■ Required work ■
Render the records from the line containing "Object class to annotate: khaki shorts" up to and including the line containing "[293, 248, 305, 261]" as a Markdown table with two columns, No. and Text. Give each line its own numbered row, and leave out blank lines.

■ Data for this task ■
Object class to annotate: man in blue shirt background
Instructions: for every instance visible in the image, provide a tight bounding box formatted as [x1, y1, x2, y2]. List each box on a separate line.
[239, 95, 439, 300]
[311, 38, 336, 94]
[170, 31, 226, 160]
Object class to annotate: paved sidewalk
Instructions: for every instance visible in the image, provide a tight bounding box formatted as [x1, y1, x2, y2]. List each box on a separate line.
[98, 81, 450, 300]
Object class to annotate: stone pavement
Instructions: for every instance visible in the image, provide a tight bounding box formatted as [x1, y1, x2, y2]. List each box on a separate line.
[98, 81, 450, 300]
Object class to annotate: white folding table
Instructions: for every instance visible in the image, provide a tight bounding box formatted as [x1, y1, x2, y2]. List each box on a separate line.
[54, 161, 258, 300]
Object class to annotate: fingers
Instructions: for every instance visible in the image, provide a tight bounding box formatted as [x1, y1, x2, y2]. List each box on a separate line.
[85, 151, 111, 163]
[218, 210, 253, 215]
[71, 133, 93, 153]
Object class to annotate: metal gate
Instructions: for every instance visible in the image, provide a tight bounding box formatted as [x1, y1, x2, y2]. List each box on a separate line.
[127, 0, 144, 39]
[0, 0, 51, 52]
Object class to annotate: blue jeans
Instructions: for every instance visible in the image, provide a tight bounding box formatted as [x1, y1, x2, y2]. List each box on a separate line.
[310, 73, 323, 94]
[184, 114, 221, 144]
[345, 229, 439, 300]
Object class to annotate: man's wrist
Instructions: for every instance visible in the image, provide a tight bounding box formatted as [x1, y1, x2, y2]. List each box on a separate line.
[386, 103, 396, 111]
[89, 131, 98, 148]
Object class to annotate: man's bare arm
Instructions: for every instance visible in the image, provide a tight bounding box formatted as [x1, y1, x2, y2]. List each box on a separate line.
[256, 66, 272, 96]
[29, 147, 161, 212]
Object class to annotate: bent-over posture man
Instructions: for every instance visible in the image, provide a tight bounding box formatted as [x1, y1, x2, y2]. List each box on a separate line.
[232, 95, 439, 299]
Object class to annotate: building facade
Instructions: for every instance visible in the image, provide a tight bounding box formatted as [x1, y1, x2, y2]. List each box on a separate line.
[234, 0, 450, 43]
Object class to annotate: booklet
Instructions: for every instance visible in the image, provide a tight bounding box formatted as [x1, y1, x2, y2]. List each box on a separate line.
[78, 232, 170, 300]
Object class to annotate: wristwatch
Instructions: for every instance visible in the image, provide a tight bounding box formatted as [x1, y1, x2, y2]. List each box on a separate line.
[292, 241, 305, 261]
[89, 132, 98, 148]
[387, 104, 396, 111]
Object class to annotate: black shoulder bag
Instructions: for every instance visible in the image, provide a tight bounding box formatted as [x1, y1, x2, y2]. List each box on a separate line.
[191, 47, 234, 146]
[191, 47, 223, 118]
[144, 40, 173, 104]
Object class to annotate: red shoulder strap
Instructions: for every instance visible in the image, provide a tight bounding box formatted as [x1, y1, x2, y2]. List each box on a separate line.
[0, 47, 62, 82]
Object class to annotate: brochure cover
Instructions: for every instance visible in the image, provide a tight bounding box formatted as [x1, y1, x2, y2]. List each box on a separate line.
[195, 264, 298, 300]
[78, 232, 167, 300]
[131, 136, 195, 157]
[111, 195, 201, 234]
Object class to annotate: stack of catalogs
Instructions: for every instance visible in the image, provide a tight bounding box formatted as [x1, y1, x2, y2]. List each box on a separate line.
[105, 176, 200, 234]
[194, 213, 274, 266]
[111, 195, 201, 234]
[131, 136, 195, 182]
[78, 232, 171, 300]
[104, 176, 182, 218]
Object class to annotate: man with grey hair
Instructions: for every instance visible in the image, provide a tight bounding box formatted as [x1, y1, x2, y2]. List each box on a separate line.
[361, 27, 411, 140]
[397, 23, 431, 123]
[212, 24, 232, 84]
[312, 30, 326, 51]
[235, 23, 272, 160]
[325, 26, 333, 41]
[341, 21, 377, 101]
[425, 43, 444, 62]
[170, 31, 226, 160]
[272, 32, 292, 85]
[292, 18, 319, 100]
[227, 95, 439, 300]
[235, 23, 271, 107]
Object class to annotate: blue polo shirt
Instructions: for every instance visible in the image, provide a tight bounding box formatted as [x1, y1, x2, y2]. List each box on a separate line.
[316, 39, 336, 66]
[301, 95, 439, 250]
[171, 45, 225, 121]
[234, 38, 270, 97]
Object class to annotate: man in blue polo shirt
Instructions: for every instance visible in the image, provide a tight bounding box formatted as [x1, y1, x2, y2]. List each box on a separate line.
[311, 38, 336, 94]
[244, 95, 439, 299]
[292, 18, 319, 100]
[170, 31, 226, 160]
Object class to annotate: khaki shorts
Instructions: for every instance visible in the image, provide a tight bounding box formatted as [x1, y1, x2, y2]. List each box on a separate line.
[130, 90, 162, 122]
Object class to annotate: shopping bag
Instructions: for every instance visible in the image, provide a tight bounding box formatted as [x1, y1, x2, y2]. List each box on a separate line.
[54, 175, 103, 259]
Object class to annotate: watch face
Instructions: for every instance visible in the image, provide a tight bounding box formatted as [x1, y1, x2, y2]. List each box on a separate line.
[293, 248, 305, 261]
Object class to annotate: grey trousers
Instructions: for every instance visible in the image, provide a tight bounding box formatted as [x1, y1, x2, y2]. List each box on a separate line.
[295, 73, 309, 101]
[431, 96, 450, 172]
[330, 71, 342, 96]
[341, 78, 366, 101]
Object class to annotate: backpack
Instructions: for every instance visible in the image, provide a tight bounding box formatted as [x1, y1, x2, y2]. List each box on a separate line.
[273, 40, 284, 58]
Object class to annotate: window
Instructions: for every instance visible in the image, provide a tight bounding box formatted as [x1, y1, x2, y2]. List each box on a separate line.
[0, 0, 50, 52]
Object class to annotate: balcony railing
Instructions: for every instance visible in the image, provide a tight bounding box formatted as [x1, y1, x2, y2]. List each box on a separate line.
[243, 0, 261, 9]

■ Correct answer ■
| No. | Text |
|---|---|
| 1 | Object class to annotate: khaki shorts |
| 2 | Instructions: for every instance visible in the image, provide a tight bounding box formatted as [x1, y1, x2, y2]. List each box on a separate line. |
| 3 | [130, 90, 162, 122] |
| 4 | Object class to annotate: shopping bag |
| 5 | Instructions: for every instance visible in the image, provide a tight bounding box formatted as [x1, y1, x2, y2]. List each box on a separate line. |
| 6 | [54, 175, 103, 259] |
| 7 | Object class to annotate: watch face |
| 8 | Instructions: for every instance visible in the image, provide a tight bounding box formatted as [x1, y1, x2, y2]. List each box on a separate line. |
| 9 | [293, 248, 305, 261] |